* _Objective_: Edit the listing from its first line through the line containing "[(328, 478)]" by putting "forceps" wherever "tweezers" appears, and leave everything else as it is.
======== Data shown
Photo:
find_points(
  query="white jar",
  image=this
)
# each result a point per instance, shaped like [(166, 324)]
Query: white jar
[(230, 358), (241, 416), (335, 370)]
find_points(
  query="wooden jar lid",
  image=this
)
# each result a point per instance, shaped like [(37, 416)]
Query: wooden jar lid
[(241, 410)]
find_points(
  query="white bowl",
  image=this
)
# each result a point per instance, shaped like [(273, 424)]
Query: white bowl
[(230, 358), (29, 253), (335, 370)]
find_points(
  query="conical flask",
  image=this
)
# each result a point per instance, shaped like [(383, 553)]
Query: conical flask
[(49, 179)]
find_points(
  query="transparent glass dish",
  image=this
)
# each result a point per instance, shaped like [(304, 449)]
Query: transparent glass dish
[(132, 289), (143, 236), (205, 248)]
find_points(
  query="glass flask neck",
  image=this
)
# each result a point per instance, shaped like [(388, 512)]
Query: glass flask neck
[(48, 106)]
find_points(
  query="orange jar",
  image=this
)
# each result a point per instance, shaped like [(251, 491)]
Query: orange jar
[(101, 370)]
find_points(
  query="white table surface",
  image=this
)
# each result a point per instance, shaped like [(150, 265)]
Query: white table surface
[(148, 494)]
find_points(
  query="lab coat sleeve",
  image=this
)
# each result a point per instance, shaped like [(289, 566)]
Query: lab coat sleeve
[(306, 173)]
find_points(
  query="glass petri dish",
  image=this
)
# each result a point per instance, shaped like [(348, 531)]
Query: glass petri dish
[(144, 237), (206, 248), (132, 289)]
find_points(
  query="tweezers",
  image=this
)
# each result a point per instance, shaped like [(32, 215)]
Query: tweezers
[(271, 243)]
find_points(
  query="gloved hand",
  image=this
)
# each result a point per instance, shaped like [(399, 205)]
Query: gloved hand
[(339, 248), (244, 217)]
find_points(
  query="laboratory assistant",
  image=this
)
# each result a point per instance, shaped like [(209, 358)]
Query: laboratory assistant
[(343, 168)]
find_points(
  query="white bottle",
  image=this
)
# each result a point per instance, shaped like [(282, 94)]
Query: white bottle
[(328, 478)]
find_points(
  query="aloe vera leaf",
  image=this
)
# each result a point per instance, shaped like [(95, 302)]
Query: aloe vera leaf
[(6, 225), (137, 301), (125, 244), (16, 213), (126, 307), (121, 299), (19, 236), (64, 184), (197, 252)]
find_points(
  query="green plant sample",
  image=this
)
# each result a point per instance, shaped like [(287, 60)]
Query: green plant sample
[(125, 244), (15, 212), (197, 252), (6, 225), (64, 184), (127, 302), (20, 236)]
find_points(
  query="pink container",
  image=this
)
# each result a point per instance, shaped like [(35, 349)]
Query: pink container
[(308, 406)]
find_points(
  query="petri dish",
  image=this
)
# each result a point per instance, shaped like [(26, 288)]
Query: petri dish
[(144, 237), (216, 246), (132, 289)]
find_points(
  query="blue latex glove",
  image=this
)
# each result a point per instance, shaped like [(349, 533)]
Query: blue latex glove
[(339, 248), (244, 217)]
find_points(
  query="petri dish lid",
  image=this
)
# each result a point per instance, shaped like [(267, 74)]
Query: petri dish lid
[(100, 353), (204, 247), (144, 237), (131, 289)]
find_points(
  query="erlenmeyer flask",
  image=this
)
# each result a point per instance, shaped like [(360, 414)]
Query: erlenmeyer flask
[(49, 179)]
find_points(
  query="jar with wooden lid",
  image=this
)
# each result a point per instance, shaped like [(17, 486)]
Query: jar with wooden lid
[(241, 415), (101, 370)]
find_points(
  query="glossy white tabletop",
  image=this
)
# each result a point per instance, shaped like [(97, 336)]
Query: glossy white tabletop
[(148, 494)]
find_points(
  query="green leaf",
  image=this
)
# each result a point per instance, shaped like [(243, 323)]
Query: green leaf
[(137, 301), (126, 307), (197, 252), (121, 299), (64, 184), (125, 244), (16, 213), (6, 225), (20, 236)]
================
* _Reply_:
Photo:
find_points(
  query="white jar",
  image=this
)
# each result a point per instance, shaped like [(166, 324)]
Query: white jar
[(230, 358), (241, 416), (335, 370)]
find_points(
  query="wooden jar lid",
  image=this
)
# each result a point per instance, shaped like [(37, 416)]
Query: wooden jar lid
[(241, 410)]
find_points(
  query="white bowl",
  image=this
)
# each result a point per instance, shaped like [(273, 424)]
Query: white bowl
[(230, 358), (29, 253), (335, 370)]
find_points(
  query="conical flask",
  image=this
)
# each result a point per instance, shaped like [(383, 553)]
Query: conical flask
[(49, 179)]
find_points(
  query="transparent glass dish",
  image=this
)
# each result a point per instance, shaped like [(304, 449)]
Query: transparent glass dish
[(132, 289), (143, 236), (205, 248)]
find_points(
  query="glass flask neck",
  image=this
)
# each result a point per instance, shaped like [(388, 512)]
Query: glass flask neck
[(48, 106)]
find_points(
  query="orange jar",
  image=this
)
# each result a point per instance, shaped like [(251, 491)]
Query: orange jar
[(101, 370)]
find_points(
  query="white table surface",
  image=this
)
# each result a point per instance, shaped like [(150, 265)]
Query: white table surface
[(148, 494)]
find_points(
  query="lab coat sleeve",
  image=this
)
# each result a point per instance, shaped like [(289, 566)]
Query: lab coat sleeve
[(306, 173)]
find_points(
  query="glass petri dish",
  image=this
)
# each result a point per instance, shaped like [(348, 531)]
Query: glass petri dish
[(144, 237), (206, 248), (132, 289)]
find_points(
  query="forceps",
  image=this
)
# each result a point per instance, shaped like [(32, 215)]
Query: forceps
[(271, 243)]
find_points(
  query="gloved hand",
  image=this
)
# each result a point per instance, shaped like [(399, 205)]
Query: gloved hand
[(339, 248), (244, 217)]
find_points(
  query="laboratory assistant",
  image=this
)
# each result a point per instance, shaped like [(209, 358)]
Query: laboratory assistant
[(343, 168)]
find_points(
  query="white bottle",
  image=this
)
# each result a point per instance, shaped like [(282, 94)]
Query: white bottle
[(328, 478)]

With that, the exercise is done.